- _Stated problem_
Count the lines in the data below that contain the string "photographer", and give only that number.

- _Data for this exercise_

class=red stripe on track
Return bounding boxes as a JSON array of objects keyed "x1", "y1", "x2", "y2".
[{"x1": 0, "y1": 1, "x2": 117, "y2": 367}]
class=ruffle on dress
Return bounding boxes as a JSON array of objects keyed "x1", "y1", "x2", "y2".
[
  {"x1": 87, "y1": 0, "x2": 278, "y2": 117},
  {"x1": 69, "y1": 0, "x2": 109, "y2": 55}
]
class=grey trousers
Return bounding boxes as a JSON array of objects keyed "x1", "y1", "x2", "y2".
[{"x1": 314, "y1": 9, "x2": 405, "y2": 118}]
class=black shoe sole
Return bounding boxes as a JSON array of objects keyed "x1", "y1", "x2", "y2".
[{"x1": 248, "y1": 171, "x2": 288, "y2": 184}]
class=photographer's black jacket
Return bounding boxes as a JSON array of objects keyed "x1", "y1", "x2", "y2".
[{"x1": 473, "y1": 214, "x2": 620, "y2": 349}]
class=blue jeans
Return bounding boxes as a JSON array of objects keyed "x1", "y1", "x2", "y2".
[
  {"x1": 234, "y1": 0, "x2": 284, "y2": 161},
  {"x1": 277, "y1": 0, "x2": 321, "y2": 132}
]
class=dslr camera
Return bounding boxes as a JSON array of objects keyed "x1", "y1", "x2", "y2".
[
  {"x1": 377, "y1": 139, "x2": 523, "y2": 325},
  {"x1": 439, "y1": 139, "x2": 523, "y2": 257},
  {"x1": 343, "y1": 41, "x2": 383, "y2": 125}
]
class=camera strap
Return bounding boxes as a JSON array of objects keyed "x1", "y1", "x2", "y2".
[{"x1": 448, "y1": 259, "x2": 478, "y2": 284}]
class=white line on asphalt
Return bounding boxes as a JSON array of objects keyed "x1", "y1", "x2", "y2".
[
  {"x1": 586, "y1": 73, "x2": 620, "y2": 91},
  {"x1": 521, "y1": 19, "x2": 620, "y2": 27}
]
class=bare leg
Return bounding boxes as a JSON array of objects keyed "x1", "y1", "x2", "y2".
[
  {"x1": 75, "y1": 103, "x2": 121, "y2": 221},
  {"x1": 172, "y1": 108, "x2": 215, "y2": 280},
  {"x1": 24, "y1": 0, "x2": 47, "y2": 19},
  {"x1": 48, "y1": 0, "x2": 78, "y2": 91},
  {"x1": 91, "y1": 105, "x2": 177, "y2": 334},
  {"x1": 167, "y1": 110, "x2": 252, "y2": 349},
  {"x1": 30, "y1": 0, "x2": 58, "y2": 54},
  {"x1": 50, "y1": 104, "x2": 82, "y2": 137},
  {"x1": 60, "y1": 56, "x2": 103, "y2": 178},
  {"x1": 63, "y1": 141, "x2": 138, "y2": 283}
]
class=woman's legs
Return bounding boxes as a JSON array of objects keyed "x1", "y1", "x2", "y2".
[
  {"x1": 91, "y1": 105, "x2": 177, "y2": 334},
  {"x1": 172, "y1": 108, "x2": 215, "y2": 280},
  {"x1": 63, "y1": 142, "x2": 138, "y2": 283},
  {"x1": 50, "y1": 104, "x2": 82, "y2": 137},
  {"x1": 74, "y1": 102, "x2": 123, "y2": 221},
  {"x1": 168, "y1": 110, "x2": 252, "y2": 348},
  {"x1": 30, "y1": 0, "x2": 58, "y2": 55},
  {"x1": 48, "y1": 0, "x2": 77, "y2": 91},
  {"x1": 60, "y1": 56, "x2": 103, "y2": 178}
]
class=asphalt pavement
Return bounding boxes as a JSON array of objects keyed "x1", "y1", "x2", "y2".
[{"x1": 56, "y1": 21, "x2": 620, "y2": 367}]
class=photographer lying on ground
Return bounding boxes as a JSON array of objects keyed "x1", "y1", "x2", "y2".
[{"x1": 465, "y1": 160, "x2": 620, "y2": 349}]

- _Solved problem_
2